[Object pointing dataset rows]
########

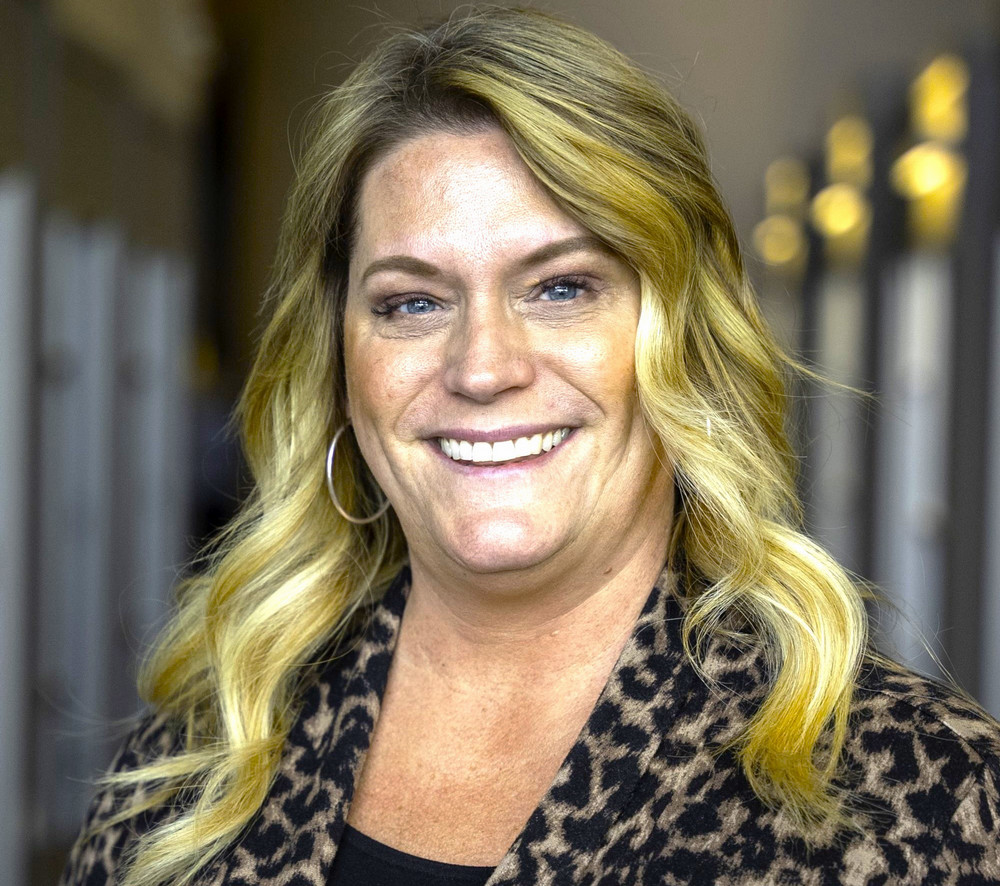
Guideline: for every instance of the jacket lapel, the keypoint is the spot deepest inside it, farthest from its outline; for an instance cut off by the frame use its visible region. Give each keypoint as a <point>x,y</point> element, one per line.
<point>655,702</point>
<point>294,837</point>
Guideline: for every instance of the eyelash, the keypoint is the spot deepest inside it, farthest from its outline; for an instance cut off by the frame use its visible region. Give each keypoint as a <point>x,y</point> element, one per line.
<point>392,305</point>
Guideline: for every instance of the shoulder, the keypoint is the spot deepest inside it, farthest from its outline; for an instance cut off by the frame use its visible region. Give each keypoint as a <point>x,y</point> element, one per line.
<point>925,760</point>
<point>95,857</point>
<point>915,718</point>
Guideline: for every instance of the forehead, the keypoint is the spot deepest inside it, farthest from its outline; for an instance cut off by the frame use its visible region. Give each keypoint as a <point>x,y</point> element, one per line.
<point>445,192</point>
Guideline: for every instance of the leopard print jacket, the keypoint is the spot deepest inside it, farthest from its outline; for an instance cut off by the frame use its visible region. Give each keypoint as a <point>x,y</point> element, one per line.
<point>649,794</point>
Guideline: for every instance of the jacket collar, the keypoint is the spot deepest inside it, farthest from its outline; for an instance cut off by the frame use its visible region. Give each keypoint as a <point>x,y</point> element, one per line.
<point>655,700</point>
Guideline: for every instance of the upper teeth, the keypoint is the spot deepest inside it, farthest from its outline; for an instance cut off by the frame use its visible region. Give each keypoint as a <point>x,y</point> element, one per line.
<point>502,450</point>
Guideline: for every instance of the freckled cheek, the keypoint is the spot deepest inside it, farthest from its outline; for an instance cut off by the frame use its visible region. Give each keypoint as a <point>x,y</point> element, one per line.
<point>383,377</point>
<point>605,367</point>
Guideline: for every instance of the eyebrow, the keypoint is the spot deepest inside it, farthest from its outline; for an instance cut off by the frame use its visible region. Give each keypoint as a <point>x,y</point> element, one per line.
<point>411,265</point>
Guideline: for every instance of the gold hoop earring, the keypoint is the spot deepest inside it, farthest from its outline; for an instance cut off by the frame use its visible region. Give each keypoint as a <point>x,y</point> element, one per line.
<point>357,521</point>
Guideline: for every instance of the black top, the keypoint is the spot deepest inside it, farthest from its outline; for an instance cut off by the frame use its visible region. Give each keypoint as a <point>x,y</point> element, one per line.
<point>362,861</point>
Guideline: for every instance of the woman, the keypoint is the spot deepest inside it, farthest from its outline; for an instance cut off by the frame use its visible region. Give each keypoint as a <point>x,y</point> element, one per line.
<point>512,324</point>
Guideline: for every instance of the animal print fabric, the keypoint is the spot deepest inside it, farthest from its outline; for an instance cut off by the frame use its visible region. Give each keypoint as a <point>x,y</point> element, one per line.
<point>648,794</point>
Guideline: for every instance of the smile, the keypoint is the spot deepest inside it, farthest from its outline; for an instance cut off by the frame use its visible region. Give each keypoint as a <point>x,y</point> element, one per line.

########

### Exercise
Rewrite all of the rows above as a JSON list of strings, one string per line, skipping blank lines. Leave out the pictures.

### Written answer
[
  "Guideline: for every instance of the jacket lapel, the keypoint is the spot deepest inside it, farthest from its outline; for an instance cut off by the frame use its visible region. Give each keypoint as a <point>x,y</point> element, one per line.",
  "<point>655,702</point>",
  "<point>294,837</point>",
  "Guideline: for every instance of the eyelash, the keypoint is the spot deepest inside it, farthest from its outline; for an instance cut off by the frame use its visible region. Give each keypoint as a <point>x,y</point> element, one per line.",
  "<point>392,305</point>",
  "Guideline: for every instance of the shoulder, the keypoint is the spot deepest inside it, farthest from its outline; for an instance cut off by the frame use its visible region. Give each keypoint as a <point>x,y</point> element, one per line.",
  "<point>925,760</point>",
  "<point>95,857</point>",
  "<point>915,718</point>",
  "Guideline: for every instance of the forehead, the keypoint is the spot deepest inside it, farthest from its outline; for an instance cut off by the frame use its visible region. Give each keypoint as a <point>x,y</point> element, one per line.",
  "<point>445,192</point>",
  "Guideline: for every instance of the leopard print jacket, the keypoint is the spot deepest inside it, farthest from its outline; for an instance cut off by the frame use its visible region. Give each keypoint as a <point>x,y</point> element, one per line.",
  "<point>649,794</point>",
  "Guideline: for every instance of the jacket collar, the keypoint is the spot deepest inside it, farthest from its outline; for an instance cut off by the frame use its visible region. Give each keypoint as a <point>x,y</point> element, one per line.",
  "<point>655,700</point>",
  "Guideline: for every instance of the upper teeth, the keypoint is the spot deepest inside it, farthest from its outline; for an instance cut off by the frame use its visible region. Give each keypoint as a <point>x,y</point> element, one per line.",
  "<point>502,450</point>",
  "Guideline: for every instance of the freckled cheek, the keypoint is the spot deepest inside it, farthest from its outline; for an instance cut off by the frame use its visible region. Give each keypoint as a <point>x,y</point> element, one per line.",
  "<point>383,377</point>",
  "<point>605,367</point>",
  "Guideline: for every instance of the eyebrow, the keypoint is the spot deepest inside it, farthest from its outline; for an instance cut off by the frame use its visible region. Give each keypoint as a <point>x,y</point> element, one per line.",
  "<point>411,265</point>",
  "Guideline: for every instance of the gold hoop earring, the keypoint is the spot deepest inside it, farthest from its outline; for an instance cut off by the frame use its visible region. Give each keypoint as a <point>x,y</point> element, one per line.",
  "<point>357,521</point>",
  "Guideline: for every instance of the black top, the keypoint is the spot deepest inside it, farthest from its outline; for an instance cut off by the frame use its visible region. Give each keypoint as a <point>x,y</point> element, one per line.",
  "<point>362,861</point>",
  "Guideline: for every instance of the woman, the keypoint is the spot deepest inside it, farthest from its outline; for an instance cut off by the frame use its visible region. Give each keypoint as a <point>x,y</point> element, one per line.",
  "<point>512,324</point>",
  "Guideline: for every instance of the animal print fabric, the keypoint is the spot deepest inside it, farthest from its outline; for an instance cut off by the frame use its visible region. Give each keypoint as a <point>x,y</point> element, one per line.",
  "<point>648,794</point>",
  "Guideline: for every instance of the smile, the keypoint is the spot deepest inside it, farthest from its outline; for an instance cut off by the frame use its visible region. Give each keypoint as a <point>x,y</point> element, one per line."
]